# PROBLEM DESCRIPTION:
Each entry in the listing below should be restated word for word.

______

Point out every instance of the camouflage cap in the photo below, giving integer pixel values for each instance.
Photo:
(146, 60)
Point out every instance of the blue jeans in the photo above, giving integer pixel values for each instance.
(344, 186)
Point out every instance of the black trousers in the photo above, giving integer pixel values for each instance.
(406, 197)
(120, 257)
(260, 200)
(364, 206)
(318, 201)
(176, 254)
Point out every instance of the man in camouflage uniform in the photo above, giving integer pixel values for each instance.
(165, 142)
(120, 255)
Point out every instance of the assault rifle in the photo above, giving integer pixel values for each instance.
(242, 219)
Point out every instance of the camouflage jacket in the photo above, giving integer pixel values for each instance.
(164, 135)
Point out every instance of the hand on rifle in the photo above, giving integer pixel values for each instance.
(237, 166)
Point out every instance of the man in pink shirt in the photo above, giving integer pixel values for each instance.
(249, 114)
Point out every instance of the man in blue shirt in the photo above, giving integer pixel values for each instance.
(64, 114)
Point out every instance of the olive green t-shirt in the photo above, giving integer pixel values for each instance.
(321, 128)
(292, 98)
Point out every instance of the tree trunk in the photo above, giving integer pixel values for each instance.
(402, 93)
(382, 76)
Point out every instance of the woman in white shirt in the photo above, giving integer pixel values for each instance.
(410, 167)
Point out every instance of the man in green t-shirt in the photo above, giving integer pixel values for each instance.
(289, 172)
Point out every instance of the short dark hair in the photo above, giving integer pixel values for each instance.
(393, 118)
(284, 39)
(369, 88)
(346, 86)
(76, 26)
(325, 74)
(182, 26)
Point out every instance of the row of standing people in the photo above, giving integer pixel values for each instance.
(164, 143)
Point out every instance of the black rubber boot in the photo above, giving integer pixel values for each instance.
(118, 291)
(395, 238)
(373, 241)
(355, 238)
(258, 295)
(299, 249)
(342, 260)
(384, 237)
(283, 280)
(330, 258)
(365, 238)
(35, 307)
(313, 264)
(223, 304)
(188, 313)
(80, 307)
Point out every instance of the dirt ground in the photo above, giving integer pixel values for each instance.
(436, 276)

______

# RESPONSE:
Point out every instance of the camouflage cap in the photo below, giving integer pixel values for each instance.
Photo:
(146, 60)
Point out every instance of the blue jeans in the photo above, giving integer pixel values for each instance.
(344, 186)
Point out every instance of the black trousers in the photo above, giving integer pixel values for each instance.
(406, 197)
(120, 257)
(260, 200)
(364, 206)
(318, 201)
(176, 254)
Point out every instance of the man in camouflage uniform in the photo above, giving integer pixel values for each instance.
(165, 142)
(120, 255)
Point out every instance of the assault rifle in the photo above, giving integer pixel values for each instance.
(242, 219)
Point out every instance of the camouflage jacket in the photo above, giving integer pixel values for each instance.
(164, 135)
Point out every instance of the hand on rifle in the photo above, giving integer pixel values for each instance.
(237, 166)
Point out every instance of the man in pink shirt in the photo above, giving integer pixel values for each instance.
(249, 114)
Point out every instance of the man in blue shirt in the photo above, giving integer pixel values for each instance.
(64, 114)
Point out every instance of the olive green t-shirt in the photo above, giving integer pixel values for each instance.
(321, 128)
(292, 98)
Point out every instance of the tree trunk in the photo above, giving integer pixel values for each instance.
(402, 93)
(382, 76)
Point out every instance of the woman in white shirt in the photo above, giving integer pixel values for each instance.
(410, 167)
Point out every instance of the man in green t-shirt in the photo above, giving integer pixel values for each instance.
(289, 172)
Point out every instance of the short dark hair in the photo above, giving integer pixel values for each instance.
(393, 118)
(284, 39)
(369, 88)
(346, 86)
(76, 26)
(325, 74)
(182, 26)
Point out every instance of the row of standing people in the photo above, giving integer pixel values for each instance.
(164, 143)
Point out every instance of the black rubber boot in the photo above, giving integer pixel values for each instance.
(118, 291)
(395, 238)
(373, 241)
(355, 238)
(258, 295)
(299, 249)
(342, 260)
(384, 237)
(283, 280)
(330, 258)
(365, 238)
(35, 307)
(313, 264)
(223, 304)
(188, 313)
(80, 307)
Point out every instance of the dirt ground in the photo above, giving integer pixel values for each instance.
(436, 276)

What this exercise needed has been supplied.